_Problem requirements_. How many lines in the data below contain the word "white", matching case exactly? Reply with the number alone.

_Material supplied_.
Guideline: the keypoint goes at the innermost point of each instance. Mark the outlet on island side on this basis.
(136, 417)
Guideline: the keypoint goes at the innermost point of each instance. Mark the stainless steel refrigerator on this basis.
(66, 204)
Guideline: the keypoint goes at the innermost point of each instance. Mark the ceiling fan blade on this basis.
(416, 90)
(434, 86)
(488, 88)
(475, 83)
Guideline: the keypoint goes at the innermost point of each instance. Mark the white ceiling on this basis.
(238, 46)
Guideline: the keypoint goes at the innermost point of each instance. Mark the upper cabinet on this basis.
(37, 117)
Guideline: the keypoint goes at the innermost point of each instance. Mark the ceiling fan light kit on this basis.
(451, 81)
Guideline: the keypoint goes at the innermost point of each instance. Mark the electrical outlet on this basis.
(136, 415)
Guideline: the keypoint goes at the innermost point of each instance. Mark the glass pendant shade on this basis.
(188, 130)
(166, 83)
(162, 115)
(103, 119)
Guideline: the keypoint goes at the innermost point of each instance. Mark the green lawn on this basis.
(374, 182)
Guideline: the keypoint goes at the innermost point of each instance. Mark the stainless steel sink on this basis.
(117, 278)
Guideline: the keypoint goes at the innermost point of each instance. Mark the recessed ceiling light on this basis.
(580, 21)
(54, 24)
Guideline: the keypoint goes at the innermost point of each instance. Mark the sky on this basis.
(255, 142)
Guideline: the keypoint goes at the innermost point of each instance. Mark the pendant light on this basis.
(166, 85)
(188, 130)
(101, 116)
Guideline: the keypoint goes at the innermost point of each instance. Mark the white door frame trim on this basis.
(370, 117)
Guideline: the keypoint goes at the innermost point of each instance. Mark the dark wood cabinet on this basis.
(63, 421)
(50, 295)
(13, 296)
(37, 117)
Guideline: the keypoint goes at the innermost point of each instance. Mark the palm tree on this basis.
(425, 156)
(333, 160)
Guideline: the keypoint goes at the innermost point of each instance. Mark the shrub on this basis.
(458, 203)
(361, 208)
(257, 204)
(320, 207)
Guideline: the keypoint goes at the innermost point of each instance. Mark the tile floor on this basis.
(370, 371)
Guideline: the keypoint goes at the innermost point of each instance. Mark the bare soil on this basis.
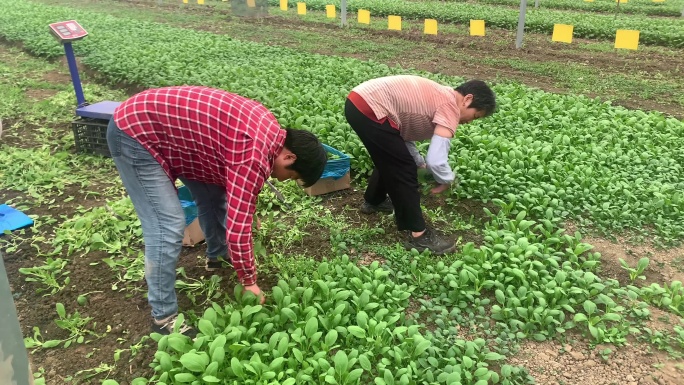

_Correct result_. 2